◆ **Provided text**:

/---

I might be wrong, but what I had heard back then was that the Airbus software is based on Windows NT. Will investigate. I also have heard stories about BLUE screens!

The internet is full of photoshopped images of Airbus cockpits showing bluescreened (windows blue screen of death, known as BSOD) displays, but I know they are fake because Airbus must have the technology (accessible via google) for customising the blue screen

Administrator
Shoreham EGKA, United Kingdom

Yes, and i did not have my infos from “google” but from better sources :-)

There is a big difference between a nav display and the attitude indicator.

Yes but even a failing nav display can cause elevated workload. I know because I had to restart my certified panel mount GPS twice, in flight.

Also, a nav display showing wrong data without fail indication can be dangerous, such as a frozen display you don’t notice immediately that it is frozen.

Yes, and i did not have my infos from “google” but from better sources :-)

You mean friends making practical jokes at your expense?

LSZK, Switzerland

Also I cannot understand how anybody can logically prove that any program with more than about (say) 100 instructions will work in all situations.

You can’t. What DO178 seems to mandate is that you create high level requirements, then lower level requirements, and so on. And then you trace back, first from the object code to the source code (i.e. which assembly instruction implements which source construct), then from source code to lowest level requirements, and so on upward the hierarchy. DO178 even gives you the minimum number of requirements you need to prove for each design assurance level.

I fail to see how you could do even the trace back from object to source code for windows, even ignoring the fact that the shrink wrap license actually forbids you doing this, except for the lowest design assurance level E, which is typically used for the inflight entertainment equipment and requires 0 proven requirements. Maybe Avidyne Glass is certified as IFE?

And yes, most if not all ANSP/Eurocontrol systems wouldn’t be certifiable under DO178 for any design assurance level other than E. They seem to have the advantage that the regulators don’t quite seem to understand what they are doing.

I fail to see a big difference between a complex state machine implemented in software versus a complex state machine implemented using Verilog or VHDL and run on a field programmable gate array. Yet the former requires full DO178 paperwork exercise, while the latter until recently just had to be put into the climate chamber and verified it worked from 15 to 50 degC (or some different, but much less stringent temperature range compared to industrial electronics). It seems that only very recently regulators noticed this.

LSZK, Switzerland

Wasn’t a warship left floating out of control because Windows crashed?

http://www.wired.com/science/discoveries/news/1998/07/13987

Even if most people don’t use Linux/Apple/Other Unix type products, the competition was
very good for Windows.

\---

◆ **Material**:
/---

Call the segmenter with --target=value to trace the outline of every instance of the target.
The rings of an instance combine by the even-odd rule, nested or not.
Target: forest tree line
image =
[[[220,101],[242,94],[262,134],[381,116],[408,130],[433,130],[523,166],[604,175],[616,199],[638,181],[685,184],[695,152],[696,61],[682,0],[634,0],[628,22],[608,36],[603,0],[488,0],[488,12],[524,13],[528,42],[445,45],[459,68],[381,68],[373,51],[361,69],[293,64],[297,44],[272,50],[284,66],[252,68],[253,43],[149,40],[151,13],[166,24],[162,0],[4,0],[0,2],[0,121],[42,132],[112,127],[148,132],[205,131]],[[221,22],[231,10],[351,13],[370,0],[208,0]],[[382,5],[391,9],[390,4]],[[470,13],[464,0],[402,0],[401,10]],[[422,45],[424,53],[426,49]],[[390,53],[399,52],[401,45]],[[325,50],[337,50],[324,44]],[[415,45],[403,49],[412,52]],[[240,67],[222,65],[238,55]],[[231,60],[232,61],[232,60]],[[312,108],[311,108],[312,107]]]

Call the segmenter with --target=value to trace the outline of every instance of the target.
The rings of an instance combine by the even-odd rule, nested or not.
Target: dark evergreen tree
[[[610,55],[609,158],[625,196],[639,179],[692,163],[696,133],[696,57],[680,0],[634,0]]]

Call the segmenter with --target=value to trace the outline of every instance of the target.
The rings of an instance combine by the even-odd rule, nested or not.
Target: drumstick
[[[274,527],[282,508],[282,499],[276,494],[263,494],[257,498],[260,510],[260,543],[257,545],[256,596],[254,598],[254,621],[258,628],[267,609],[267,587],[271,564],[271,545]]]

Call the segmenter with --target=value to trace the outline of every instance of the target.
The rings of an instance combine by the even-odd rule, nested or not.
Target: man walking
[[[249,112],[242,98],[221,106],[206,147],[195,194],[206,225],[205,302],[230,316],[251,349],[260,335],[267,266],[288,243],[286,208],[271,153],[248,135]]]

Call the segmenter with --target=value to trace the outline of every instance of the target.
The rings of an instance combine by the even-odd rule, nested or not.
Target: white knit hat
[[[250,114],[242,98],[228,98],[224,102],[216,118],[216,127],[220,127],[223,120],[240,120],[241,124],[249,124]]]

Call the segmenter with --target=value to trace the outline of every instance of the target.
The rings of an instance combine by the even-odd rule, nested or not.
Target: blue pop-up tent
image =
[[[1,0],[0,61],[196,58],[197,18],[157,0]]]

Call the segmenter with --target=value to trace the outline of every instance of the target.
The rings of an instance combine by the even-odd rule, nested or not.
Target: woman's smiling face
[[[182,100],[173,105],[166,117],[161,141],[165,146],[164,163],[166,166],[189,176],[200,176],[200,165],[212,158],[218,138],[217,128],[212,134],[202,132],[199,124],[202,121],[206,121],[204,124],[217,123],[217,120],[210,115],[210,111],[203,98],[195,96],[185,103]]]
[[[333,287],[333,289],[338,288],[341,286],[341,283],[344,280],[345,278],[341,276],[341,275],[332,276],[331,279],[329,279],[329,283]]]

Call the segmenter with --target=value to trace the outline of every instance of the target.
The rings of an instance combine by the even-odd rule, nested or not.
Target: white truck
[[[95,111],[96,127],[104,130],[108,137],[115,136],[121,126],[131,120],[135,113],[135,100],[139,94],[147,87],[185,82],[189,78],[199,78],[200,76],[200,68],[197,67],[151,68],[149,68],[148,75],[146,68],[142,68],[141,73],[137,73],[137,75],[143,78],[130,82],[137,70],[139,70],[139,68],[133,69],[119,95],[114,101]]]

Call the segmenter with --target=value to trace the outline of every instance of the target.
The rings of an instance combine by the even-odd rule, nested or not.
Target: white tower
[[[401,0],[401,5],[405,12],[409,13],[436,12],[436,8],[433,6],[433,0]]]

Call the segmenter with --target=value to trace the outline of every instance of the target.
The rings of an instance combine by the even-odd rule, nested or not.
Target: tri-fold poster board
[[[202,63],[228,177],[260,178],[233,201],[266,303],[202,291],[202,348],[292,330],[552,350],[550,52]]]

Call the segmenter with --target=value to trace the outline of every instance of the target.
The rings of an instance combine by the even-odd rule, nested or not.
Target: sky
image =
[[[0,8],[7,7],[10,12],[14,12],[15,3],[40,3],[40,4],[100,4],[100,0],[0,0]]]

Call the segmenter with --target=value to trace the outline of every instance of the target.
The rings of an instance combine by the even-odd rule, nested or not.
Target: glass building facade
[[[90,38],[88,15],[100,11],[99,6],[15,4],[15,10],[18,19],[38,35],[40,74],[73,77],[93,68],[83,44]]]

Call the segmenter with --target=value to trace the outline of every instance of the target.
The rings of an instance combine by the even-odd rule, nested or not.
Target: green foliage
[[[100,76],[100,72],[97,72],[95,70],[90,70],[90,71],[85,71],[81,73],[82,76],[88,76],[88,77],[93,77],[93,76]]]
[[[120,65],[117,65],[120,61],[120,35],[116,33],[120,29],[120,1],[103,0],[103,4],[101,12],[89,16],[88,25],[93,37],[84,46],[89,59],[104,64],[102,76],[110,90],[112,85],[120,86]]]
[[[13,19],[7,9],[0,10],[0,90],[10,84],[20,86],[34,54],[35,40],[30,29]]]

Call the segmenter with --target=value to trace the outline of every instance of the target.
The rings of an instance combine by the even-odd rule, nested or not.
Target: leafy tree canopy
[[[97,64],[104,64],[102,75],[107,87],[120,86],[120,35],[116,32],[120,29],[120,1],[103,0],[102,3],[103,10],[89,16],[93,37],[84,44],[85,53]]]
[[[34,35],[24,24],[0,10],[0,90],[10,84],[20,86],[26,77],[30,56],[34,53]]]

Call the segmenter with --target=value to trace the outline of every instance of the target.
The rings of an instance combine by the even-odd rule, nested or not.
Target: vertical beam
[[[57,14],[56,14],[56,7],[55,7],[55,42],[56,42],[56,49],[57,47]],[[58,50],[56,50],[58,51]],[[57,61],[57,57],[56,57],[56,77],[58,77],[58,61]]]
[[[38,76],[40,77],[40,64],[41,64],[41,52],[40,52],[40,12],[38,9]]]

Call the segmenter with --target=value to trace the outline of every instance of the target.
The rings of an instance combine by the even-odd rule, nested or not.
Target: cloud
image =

\---

◆ **Work to complete**:
1. Transcribe the part of the avionics software discussion that starts at the words "I might be wrong, but" and ends after "about BLUE screens!".
2. Extend the avionics software discussion past its last sentence by writing what comes next.
The lines above come from a separate source that has no connection to the avionics software discussion.

◆ **Answers to the exercise**:
1.
I might be wrong, but what I had heard back then was that the Airbus software is based on Windows NT. Will investigate. I also have heard stories about BLUE screens!

2.
The warship was testing its new Smart Ship system, which uses off-the-shelf PCs to automate tasks that sailors have traditionally done themselves.

That (article from 1998) was just stupid. One cannot use an off the shelf PC for anything critical – regardless of what O/S is running on it. There are loads of reasons but e.g. a defective peripheral device can generate continuous interrupts or DMA requests and just hang up the whole thing.

I suppose you could sidestep those issues by disabling most of the peripherals but then you lose most of the “cooked and ready to eat” I/O which any “full” O/S gives you and which is most of the reason you are using a PC in the first place.

most if not all ANSP/Eurocontrol systems wouldn’t be certifiable under DO178 for any design assurance level other than E. They seem to have the advantage that the regulators don’t quite seem to understand what they are doing.

True – AFAICT all ATC stuff runs on normal PCs running some form of unix. That is what they have at Eurocontrol – I have been there. Desktop workstations etc. Nothing special. And a load of boffins who know stuff like “rm -r” and “ls -l”

I fail to see a big difference between a complex state machine implemented in software versus a complex state machine implemented using Verilog or VHDL and run on a field programmable gate array. Yet the former requires full DO178 paperwork exercise, while the latter until recently just had to be put into the climate chamber and verified it worked from 15 to 50 degC (or some different, but much less stringent temperature range compared to industrial electronics). It seems that only very recently regulators noticed this.

As an ex FPGA designer I find that very funny, and completely unsurprising.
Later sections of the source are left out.